→ **问题与任务**
a - 色带染色这道题规定，已经染过色的片段还能不能再用更浅的颜色去染？
b - 接着色带染色这道题从停下的地方往下写。
───── 所给原文
Ribbon on the Christmas Present(色带染色)

You are preparing a ribbon to decorate the Christmas present box. You plan to dye the ribbon, initially white, to make a stripe pattern of different shades of red. The ribbon consists of a number of sections, each of which should be dyed as planned.

You want to prepare the ribbon with the least number of dyeing steps. Contiguous sections of the ribbon can be dyed in one step with the same shade of red. A ribbon section already dyed with some shade of red can be overdyed with dyestuff of a darker shade; it is colored with that darker shade. Overdyeing with a lighter shade is, however, not allowed. As the ribbon is initially white, all the sections must be dyed at least once.

Figure A-1: Stripe Pattern of Sample Input 1

Figure A.1 shows the pattern of Sample Input 1. The ribbon has six sections and the numbers in the sections mean the levels of shades to be dyed. Larger numbers mean darker shades. This can be made by three dyeing steps:

1. dye the entire ribbon with red dyestuff of shade level 50,
2. dye the second section from the left with darker shade dyestuff of level 100, and then
3. dye the fifth section with dyestuff of level 100.

Write a program that computes the least number of dyeing steps to make the planned stripe pattern.

Input

The input consists of a single test case of the following format.

\(n\)

\(d_1\) \(d_2\) \(\cdots\) \(d_n\)

The test case starts with an integer \(n\) \((1 \le n \le 100),\) the number of sections of the ribbon. The second line contains \(n\) integers, \(d_1, d_2, \ldots, d_n\), describing the planned shade levels of the \(n\) sections. Here, \(d_i\) means the planned shade level of the \(i\)-th section, which is between 1 and 100, inclusive, larger meaning darker.

Output

Output a line containing the least number of dyeing steps to make the planned stripe pattern.

题意：
给一个色带， 连续染色多个片段算一次， 深的颜色会覆盖浅的颜色， 问最少染色多少次？
朴素算法：
对于每一个点， 从他往后合并区块直到找到比它小的， 算作一次， 最后加起来。

#include<bits/stdc++.h>
using i64 = long long;
using u64 = unsigned long long;
using u32 = unsigned int;
using i128 = __int128;
#define TEST 
#define TESTS int T; cin >> T; while(T--)
──────────
───── 数据摘录
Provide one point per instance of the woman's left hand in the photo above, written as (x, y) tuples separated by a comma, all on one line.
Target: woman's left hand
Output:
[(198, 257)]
──────────
→ **参考答案**
a - 不能，只能用更深的颜色覆盖。

b -
using namespace std;
void Main() {
    int n;
    cin >> n;
    vector<int> d(n + 1), a(n + 1, 0);
    for(int i = 1; i <= n; ++i) cin >> d[i];
    int ans = 0;
    for(int i = 1; i <= n; ++i) {
        if(a[i] < d[i]) {
            ans++;
            for(int j = i; j <= n and d[j] >= d[i]; ++j) {
                a[j] = d[i];
            }
            // for(int i = 1; i <= n; ++i) cout << a[i] << ' ';
            // cout << endl;
        }
    }
    cout << ans << endl;
}
signed main() {
	ios :: sync_with_stdio(false);
	cin.tie(0); cout.tie(0);
	TEST Main();
	return 0;
}

//其实就是模拟染色流程

---

也可以用栈：
其实就是维护单调栈
连续相同的不管，每当有更大的时就记一次（因为这个肯定要染一次），然后入栈。如果是小的就把栈里大于他的都出掉之后重来一遍。
有点不知道这个解法是怎么想出来的

#include<bits/stdc++.h>
using i64 = long long;
using u64 = unsigned long long;
using u32 = unsigned int;
using i128 = __int128;
#define TEST 
#define TESTS int T; cin >> T; while(T--)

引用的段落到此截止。